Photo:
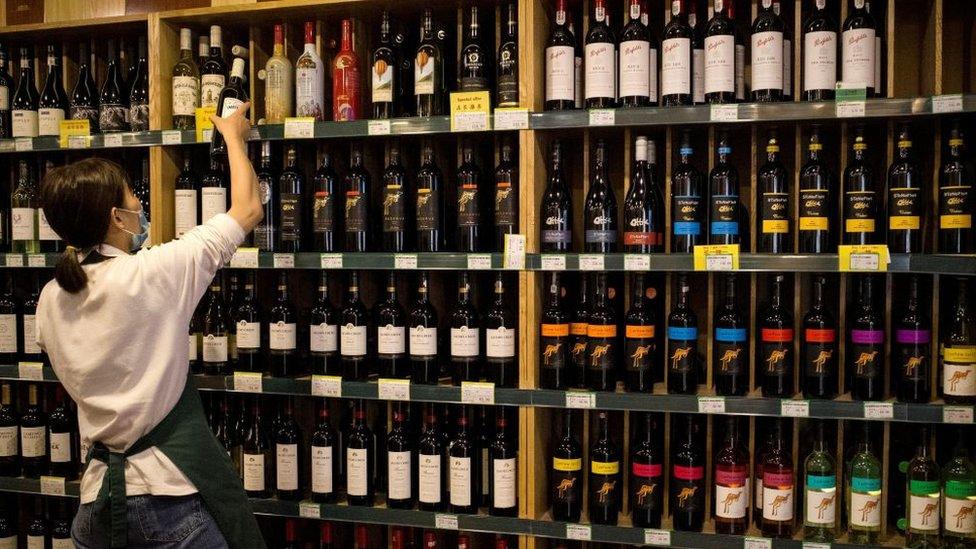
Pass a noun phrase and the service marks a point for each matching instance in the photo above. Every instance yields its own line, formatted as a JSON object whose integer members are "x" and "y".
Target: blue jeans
{"x": 170, "y": 522}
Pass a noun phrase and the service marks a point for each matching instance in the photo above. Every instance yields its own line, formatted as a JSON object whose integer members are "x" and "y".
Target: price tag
{"x": 723, "y": 113}
{"x": 879, "y": 410}
{"x": 248, "y": 382}
{"x": 957, "y": 414}
{"x": 378, "y": 127}
{"x": 575, "y": 399}
{"x": 580, "y": 532}
{"x": 33, "y": 371}
{"x": 284, "y": 261}
{"x": 299, "y": 127}
{"x": 477, "y": 392}
{"x": 244, "y": 258}
{"x": 873, "y": 257}
{"x": 602, "y": 117}
{"x": 637, "y": 262}
{"x": 511, "y": 119}
{"x": 479, "y": 262}
{"x": 470, "y": 111}
{"x": 394, "y": 389}
{"x": 52, "y": 486}
{"x": 445, "y": 522}
{"x": 711, "y": 405}
{"x": 591, "y": 262}
{"x": 794, "y": 408}
{"x": 657, "y": 537}
{"x": 514, "y": 251}
{"x": 552, "y": 262}
{"x": 947, "y": 103}
{"x": 172, "y": 137}
{"x": 405, "y": 261}
{"x": 717, "y": 257}
{"x": 327, "y": 386}
{"x": 73, "y": 128}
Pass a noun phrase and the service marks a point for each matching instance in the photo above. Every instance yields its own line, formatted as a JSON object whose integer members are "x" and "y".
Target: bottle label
{"x": 357, "y": 471}
{"x": 460, "y": 475}
{"x": 775, "y": 213}
{"x": 904, "y": 209}
{"x": 282, "y": 336}
{"x": 286, "y": 466}
{"x": 720, "y": 64}
{"x": 465, "y": 342}
{"x": 322, "y": 470}
{"x": 956, "y": 207}
{"x": 858, "y": 53}
{"x": 634, "y": 67}
{"x": 352, "y": 340}
{"x": 505, "y": 484}
{"x": 676, "y": 66}
{"x": 819, "y": 60}
{"x": 398, "y": 474}
{"x": 323, "y": 338}
{"x": 213, "y": 202}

━━━━━━━━━━━━━━━━━━━━

(WHAT YOU WILL DO): Rewrite all of the records above with "Target" replaced by "Query" wherever it occurs, keeping every other line unchanged. Leave the pictures out of the rewritten version.

(EXERCISE RESULT):
Photo:
Pass a noun phrase and the service marks a point for each matching instance in the photo above. Every instance yields its own line, formatted as a JSON object whose integer members are "x" and "y".
Query: blue jeans
{"x": 170, "y": 522}
Pass a noun phrase and the service marks a point for each matching instance in the photo above. Every instance yields its own line, formatted as a JSON object whose integer members are "x" and "y".
Query: price tag
{"x": 723, "y": 113}
{"x": 879, "y": 410}
{"x": 248, "y": 382}
{"x": 957, "y": 414}
{"x": 378, "y": 127}
{"x": 575, "y": 399}
{"x": 580, "y": 532}
{"x": 33, "y": 371}
{"x": 284, "y": 261}
{"x": 299, "y": 127}
{"x": 477, "y": 392}
{"x": 244, "y": 258}
{"x": 873, "y": 257}
{"x": 602, "y": 117}
{"x": 637, "y": 262}
{"x": 511, "y": 119}
{"x": 479, "y": 262}
{"x": 470, "y": 111}
{"x": 394, "y": 389}
{"x": 52, "y": 486}
{"x": 445, "y": 522}
{"x": 711, "y": 405}
{"x": 591, "y": 262}
{"x": 794, "y": 408}
{"x": 657, "y": 537}
{"x": 514, "y": 251}
{"x": 552, "y": 262}
{"x": 947, "y": 103}
{"x": 172, "y": 137}
{"x": 405, "y": 261}
{"x": 717, "y": 257}
{"x": 327, "y": 386}
{"x": 73, "y": 128}
Pass a noun phrase and the service marks a point for each matching instance in the photo above. Every instance yields its own line, formatted as a JSON object whose integer members are "x" and "y".
Query: bottle label
{"x": 357, "y": 471}
{"x": 460, "y": 475}
{"x": 775, "y": 213}
{"x": 904, "y": 209}
{"x": 282, "y": 336}
{"x": 286, "y": 466}
{"x": 720, "y": 64}
{"x": 465, "y": 342}
{"x": 322, "y": 470}
{"x": 956, "y": 207}
{"x": 858, "y": 53}
{"x": 634, "y": 67}
{"x": 352, "y": 340}
{"x": 505, "y": 484}
{"x": 676, "y": 66}
{"x": 819, "y": 60}
{"x": 398, "y": 474}
{"x": 323, "y": 338}
{"x": 213, "y": 202}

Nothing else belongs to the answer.